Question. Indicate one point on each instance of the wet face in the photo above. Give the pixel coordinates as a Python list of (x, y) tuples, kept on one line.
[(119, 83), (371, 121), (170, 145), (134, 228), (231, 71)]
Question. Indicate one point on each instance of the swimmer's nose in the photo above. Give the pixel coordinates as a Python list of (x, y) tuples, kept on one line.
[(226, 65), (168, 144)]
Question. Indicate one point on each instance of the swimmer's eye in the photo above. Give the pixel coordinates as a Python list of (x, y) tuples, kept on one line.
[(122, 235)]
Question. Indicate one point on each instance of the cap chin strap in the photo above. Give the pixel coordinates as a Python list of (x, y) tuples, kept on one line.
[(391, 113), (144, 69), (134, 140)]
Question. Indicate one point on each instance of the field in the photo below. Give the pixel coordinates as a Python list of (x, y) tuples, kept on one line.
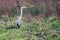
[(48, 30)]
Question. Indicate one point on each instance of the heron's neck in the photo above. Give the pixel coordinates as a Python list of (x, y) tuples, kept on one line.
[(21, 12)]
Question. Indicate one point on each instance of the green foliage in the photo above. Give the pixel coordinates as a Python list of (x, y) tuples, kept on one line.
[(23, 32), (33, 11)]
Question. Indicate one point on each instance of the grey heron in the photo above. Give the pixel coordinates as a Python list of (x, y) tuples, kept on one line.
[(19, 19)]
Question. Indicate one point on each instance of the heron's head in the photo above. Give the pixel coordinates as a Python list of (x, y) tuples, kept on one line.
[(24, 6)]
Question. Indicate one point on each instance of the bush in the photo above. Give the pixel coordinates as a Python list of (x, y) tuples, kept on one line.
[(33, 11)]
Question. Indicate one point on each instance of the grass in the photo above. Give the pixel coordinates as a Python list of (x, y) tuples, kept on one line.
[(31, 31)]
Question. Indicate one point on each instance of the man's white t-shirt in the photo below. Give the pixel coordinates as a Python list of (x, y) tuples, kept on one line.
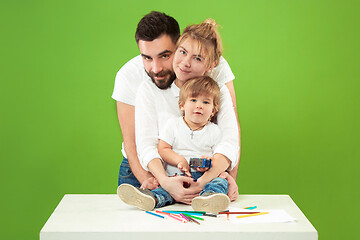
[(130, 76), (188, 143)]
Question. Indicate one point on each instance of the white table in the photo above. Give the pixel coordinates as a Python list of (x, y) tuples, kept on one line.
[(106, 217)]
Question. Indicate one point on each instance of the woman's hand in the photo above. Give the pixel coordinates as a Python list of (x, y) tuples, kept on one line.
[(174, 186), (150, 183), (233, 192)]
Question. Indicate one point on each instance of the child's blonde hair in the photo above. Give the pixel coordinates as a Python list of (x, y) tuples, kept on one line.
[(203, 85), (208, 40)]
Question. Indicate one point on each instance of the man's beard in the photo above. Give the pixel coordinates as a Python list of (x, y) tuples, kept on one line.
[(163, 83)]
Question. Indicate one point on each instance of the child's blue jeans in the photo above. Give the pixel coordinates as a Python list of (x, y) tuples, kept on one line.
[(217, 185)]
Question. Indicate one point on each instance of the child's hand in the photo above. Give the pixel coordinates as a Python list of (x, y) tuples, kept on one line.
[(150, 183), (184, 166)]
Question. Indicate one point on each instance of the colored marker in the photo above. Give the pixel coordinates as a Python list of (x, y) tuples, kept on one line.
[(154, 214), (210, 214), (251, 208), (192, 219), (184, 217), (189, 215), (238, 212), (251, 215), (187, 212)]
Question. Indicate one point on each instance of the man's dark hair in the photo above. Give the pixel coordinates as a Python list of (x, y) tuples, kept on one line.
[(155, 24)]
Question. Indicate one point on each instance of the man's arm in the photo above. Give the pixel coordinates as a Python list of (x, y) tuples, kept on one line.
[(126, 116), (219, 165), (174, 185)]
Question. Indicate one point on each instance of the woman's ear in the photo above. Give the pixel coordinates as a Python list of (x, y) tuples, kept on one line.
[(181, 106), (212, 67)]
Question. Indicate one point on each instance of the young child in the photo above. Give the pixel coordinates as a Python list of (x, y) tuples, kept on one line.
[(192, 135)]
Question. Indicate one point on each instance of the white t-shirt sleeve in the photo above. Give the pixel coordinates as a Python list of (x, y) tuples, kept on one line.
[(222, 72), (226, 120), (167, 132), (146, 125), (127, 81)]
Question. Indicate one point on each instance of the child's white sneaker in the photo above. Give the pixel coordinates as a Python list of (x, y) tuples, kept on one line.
##########
### AIM OF THE EXERCISE
Pictures aside, reproduce all of the data exactly.

### SOLUTION TO THIS EXERCISE
Question. Indicate one point on each instance of the wet face in the photo above. Give the pixel coordinates as a Python list of (x, y) tuples, kept on one line.
[(119, 83), (371, 121), (170, 145), (134, 228), (231, 71)]
Question. Indicate one point on each instance of the swimmer's nose in the photo above. Give the pixel coordinates as a Python list of (x, y) tuples, kept on one line.
[(226, 65), (168, 144)]
Question. Indicate one point on each instance of the swimmer's eye in the photo above. Give the pixel coordinates as a Python list of (x, y) tuples, kept on one line.
[(122, 235)]
Question. Indicate one point on each instance of the cap chin strap in the photo above. Give the pixel coordinates as a Python list of (x, y) tuples, kept on one line.
[(391, 113), (144, 69), (134, 140)]
Question. Indicate one point on each instance of the field in the photo below. Give the pixel coordinates as a Python list of (x, y) tuples, kept on one line.
[(48, 30)]
Question. Indicate one point on each instance of the heron's neck in the photo above. Give the pixel coordinates as a Python list of (x, y) tuples, kept on one line.
[(21, 12)]
Question. Indicate one point on each instance of the green foliage in the photo above. Give the pixel coordinates as a Python list of (x, y) tuples, kept on one line.
[(23, 32), (33, 11)]
Question. Indicate one point on each instance of the grey heron in the photo above. Give the pixel coordinates as a Python list of (x, y) tuples, kept on one line.
[(19, 19)]
Question. Indicate one point on each instance of the heron's head in the photo above. Give the pixel coordinates as a Python list of (x, y) tuples, kept on one line.
[(24, 6)]
Question. Indicate one point on each instance of the bush in the photo above. Give the pixel coordinates as a Python list of (x, y) tuples, kept on one line.
[(33, 11)]
Question. Indicate one point on each instance of the grass in the photo above. Give the pixel coordinates as a Python list of (x, y) tuples, kept on one line.
[(31, 31)]
Question. Indicate one point on each instance of the man's white t-shirt in the photo below. Give the pixel coordinates as a Python list of (x, y) tuples, kept on one line.
[(130, 76), (188, 143)]
Question. Indicate one point on each instance of the white table in the photo above. Give the pixel coordinates as a Python list of (x, y) tuples, kept on one line.
[(106, 217)]
Question. Indicate one point on each instance of the woman's hand in the photo above. Give the pixel coordinates as a Python list of (x, y) tuples, kept on one line.
[(174, 186), (150, 183), (233, 192)]
Question. Indicate one point on each instance of the child's blonde hair in the photo above. Give the pixel coordinates as a Python list of (x, y) tuples, kept on one line.
[(203, 85), (208, 40)]
Question. Indicate one point on each instance of the man's beard in the photo above. Give the pixel coordinates as a Python list of (x, y) tuples, kept on one line.
[(163, 83)]
Question. Indicate one point on each instance of the child's blue jeans in the photo above. Give the pixel coordinates as a Python list of (x, y) tuples, kept on one line.
[(217, 185)]
Question. Indicate one point on each instance of the child's hand in the photo above. Give the pixel coordinates as a Python list of (x, y) tuples, kept on one line.
[(150, 183), (184, 166)]
Question. Indicate one point on each instance of the colored marker in the photo above. Give the pixel coordinates as a Python list of (x, y) tuples, kept on one line.
[(154, 214), (210, 214), (251, 208), (192, 219), (184, 217), (189, 215), (238, 212), (251, 215), (187, 212)]
Question. Indicate one point on each instance of the man's dark hair in the photo above. Give the pixel coordinates as a Python list of (x, y) tuples, kept on one line.
[(155, 24)]
Question. Indicate one point on each instance of the man's arm in the photo above. Give the pixel coordinates as a Python list of (x, y) tuples, kept on one line.
[(126, 116), (219, 165), (174, 185)]
Question. Indicate one point on each instance of the woman's ear in the photo above. Give the pixel coordinates as a Python list of (x, y) tuples, kept on one line.
[(181, 106), (212, 67)]
Question. Indicate one point on each instance of the young child in the photo above. Give the pixel coordinates as a Python list of (x, y) tuples, kept on one line.
[(192, 135)]
Question. Indicate one point on each instance of the white t-shirt sleeve in the photo above. Give the pixel coordinates as a Python list of (x, y) tuples, kept on one line.
[(222, 72), (226, 120), (167, 132), (146, 125), (127, 81)]
Question. Indicate one point on each instance of the child's white sneaker in the photo above. Give the pixel coordinates as a Python list of (x, y) tuples, kept on one line.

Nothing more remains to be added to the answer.